▶ **STATED PROBLEM**: How many lines in the items below contain the word "tree"? Reply with the number only.
--- Start ---
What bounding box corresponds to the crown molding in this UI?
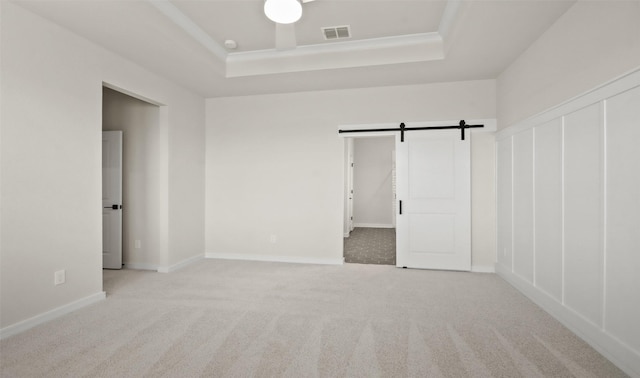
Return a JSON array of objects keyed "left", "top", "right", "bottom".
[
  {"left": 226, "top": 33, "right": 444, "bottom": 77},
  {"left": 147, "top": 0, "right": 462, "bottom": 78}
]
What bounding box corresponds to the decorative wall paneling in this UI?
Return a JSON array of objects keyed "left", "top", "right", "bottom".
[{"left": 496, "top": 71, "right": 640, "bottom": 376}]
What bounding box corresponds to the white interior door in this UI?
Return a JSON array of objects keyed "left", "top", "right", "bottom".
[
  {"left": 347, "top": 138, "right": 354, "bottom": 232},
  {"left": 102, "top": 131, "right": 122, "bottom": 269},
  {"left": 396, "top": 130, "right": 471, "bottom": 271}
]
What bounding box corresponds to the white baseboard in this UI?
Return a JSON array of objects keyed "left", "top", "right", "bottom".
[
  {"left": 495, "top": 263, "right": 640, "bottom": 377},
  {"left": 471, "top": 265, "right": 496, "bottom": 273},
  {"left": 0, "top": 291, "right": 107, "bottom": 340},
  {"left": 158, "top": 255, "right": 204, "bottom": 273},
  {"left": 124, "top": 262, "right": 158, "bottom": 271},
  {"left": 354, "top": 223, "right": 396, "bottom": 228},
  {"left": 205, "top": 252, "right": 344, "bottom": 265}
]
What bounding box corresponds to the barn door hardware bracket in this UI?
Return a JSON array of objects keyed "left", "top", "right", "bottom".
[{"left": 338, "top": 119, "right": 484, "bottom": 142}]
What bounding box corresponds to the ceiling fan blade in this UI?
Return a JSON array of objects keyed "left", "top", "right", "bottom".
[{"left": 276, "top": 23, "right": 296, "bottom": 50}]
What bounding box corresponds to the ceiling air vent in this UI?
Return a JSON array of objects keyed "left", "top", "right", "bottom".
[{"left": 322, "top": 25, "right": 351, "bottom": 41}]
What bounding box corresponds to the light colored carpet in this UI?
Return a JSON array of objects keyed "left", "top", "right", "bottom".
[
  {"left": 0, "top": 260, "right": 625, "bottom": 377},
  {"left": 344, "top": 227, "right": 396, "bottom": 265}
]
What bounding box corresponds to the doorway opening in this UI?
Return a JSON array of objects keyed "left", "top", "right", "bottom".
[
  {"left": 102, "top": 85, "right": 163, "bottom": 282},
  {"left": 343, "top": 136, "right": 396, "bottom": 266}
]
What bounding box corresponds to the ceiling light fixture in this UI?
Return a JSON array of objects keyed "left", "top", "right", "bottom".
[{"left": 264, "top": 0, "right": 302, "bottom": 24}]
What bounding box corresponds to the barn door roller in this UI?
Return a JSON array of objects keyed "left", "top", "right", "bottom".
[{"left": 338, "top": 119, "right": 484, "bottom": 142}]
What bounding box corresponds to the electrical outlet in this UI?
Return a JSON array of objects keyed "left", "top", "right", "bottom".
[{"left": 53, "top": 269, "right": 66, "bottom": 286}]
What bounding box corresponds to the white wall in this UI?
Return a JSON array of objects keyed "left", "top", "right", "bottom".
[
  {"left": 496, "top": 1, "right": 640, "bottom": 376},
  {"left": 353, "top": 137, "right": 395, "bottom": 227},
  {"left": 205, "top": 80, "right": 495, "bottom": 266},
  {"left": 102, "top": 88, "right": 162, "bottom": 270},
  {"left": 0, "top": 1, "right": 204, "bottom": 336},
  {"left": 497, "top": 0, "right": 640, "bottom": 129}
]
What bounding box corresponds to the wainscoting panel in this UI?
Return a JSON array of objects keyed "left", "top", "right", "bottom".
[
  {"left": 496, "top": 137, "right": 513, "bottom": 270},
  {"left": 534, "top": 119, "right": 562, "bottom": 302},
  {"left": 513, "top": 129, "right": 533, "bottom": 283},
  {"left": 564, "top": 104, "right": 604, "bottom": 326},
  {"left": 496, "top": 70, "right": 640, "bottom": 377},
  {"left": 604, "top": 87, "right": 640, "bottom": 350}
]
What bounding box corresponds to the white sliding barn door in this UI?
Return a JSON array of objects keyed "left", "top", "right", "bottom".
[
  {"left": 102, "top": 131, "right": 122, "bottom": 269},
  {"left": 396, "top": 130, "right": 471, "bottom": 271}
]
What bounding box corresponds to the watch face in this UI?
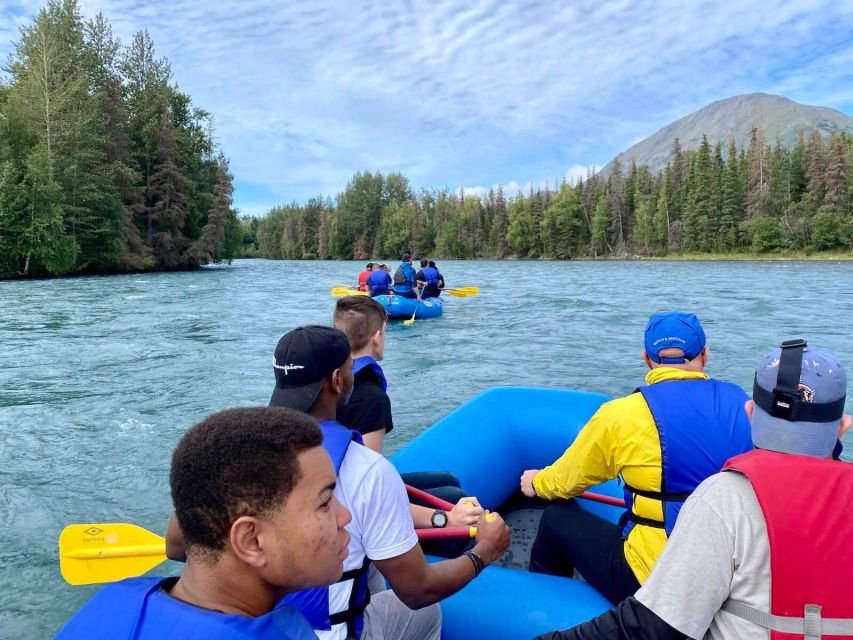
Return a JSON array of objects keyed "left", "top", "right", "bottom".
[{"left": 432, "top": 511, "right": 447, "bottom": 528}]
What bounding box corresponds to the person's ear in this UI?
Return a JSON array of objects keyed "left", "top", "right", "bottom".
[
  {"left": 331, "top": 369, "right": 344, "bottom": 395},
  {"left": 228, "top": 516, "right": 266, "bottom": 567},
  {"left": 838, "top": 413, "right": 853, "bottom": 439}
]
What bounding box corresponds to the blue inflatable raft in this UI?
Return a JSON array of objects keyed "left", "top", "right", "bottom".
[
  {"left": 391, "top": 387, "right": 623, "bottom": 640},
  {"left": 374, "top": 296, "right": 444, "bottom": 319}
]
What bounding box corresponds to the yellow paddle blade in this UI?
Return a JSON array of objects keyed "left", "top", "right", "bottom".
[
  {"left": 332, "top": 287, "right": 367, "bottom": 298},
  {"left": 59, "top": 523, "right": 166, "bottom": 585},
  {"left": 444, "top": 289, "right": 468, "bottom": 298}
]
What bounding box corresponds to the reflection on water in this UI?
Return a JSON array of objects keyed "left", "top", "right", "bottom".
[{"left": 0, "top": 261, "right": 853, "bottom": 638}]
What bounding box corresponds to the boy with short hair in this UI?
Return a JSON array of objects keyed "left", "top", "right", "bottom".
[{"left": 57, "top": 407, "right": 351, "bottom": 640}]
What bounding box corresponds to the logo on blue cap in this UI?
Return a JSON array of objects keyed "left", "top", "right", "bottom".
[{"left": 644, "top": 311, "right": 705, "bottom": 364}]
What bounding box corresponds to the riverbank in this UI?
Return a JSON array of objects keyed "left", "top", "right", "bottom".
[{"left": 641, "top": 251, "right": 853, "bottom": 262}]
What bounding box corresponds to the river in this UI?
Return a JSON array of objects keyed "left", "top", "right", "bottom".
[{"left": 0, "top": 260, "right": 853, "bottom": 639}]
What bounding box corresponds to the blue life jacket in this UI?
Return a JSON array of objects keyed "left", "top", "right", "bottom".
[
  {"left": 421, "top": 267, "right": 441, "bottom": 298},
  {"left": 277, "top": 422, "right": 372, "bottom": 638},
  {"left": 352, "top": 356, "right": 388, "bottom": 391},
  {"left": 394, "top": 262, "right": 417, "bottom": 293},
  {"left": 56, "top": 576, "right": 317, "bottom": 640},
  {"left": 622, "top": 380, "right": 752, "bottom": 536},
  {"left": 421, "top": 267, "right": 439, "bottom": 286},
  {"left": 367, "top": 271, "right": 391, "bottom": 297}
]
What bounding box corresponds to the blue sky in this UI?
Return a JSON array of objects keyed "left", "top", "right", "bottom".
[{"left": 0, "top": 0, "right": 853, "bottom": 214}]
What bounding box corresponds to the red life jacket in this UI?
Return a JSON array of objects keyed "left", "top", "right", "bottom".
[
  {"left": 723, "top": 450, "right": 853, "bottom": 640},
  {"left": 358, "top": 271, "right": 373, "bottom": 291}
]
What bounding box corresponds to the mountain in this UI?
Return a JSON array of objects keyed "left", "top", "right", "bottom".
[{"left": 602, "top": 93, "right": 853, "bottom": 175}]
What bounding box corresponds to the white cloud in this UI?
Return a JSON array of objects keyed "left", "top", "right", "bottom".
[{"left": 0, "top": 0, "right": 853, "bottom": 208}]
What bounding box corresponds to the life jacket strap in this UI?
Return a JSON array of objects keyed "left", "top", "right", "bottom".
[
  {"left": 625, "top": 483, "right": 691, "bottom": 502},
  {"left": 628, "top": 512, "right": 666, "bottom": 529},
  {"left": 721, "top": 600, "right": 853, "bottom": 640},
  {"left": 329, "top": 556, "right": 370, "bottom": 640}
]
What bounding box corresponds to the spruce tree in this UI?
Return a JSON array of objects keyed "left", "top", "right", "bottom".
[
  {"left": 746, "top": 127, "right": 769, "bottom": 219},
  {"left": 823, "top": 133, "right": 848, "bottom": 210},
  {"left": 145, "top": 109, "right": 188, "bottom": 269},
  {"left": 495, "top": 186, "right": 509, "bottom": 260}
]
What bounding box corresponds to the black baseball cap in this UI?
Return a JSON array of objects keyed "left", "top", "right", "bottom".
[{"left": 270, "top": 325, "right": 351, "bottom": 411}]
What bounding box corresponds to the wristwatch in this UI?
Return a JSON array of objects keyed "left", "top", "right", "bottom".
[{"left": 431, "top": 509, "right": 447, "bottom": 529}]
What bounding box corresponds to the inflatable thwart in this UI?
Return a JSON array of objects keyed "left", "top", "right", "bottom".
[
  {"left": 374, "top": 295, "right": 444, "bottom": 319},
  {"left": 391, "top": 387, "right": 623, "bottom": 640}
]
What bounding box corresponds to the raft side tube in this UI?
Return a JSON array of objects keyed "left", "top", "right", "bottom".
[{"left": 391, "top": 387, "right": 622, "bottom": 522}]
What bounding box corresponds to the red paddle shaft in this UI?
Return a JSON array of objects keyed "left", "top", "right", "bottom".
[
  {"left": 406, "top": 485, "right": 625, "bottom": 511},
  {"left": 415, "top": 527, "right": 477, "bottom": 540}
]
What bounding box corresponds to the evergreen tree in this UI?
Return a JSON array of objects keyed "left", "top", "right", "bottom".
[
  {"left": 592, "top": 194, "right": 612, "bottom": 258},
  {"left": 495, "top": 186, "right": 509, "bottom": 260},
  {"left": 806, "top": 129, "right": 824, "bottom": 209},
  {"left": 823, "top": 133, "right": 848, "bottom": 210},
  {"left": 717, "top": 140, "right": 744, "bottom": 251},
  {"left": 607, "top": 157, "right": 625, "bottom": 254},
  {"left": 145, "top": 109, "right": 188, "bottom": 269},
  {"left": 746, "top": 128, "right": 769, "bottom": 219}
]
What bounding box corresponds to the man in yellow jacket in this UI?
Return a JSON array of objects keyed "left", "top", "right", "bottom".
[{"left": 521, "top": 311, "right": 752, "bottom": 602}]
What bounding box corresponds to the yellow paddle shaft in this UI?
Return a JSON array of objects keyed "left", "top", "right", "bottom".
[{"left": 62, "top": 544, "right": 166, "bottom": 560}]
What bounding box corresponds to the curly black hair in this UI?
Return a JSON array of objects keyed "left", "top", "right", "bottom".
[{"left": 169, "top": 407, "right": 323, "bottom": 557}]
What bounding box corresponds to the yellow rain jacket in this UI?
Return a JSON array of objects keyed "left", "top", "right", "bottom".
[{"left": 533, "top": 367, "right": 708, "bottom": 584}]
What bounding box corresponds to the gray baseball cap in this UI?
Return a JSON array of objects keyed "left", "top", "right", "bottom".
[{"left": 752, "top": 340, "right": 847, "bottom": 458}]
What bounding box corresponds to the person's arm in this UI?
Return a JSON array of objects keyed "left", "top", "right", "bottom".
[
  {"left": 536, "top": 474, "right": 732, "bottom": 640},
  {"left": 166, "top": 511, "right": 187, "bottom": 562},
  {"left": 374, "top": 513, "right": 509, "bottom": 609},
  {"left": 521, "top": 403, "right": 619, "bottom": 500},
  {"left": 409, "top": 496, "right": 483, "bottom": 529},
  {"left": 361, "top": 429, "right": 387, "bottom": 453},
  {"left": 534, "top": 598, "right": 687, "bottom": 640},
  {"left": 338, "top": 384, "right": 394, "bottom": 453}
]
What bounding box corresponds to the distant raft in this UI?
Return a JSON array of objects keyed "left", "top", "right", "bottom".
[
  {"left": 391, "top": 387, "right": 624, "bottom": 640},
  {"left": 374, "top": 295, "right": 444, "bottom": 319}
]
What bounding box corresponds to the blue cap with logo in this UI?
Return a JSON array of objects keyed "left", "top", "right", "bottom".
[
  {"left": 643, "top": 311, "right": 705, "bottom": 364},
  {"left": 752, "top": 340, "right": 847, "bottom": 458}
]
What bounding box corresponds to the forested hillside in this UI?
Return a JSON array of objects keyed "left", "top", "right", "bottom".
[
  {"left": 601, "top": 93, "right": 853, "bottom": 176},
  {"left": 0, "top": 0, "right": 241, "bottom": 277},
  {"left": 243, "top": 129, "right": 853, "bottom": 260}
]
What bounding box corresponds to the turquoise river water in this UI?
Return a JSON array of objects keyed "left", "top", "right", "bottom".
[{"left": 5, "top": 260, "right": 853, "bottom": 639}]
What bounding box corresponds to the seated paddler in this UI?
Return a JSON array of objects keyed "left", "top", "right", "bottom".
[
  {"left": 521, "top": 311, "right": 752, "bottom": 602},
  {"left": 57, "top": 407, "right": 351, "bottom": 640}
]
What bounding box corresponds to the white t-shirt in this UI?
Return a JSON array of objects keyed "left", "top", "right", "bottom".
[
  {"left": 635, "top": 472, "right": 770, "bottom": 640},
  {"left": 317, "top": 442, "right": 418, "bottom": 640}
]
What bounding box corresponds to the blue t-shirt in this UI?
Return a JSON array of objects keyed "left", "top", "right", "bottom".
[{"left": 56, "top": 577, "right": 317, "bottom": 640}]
--- End ---
▶ **EXERCISE SOLUTION**: 2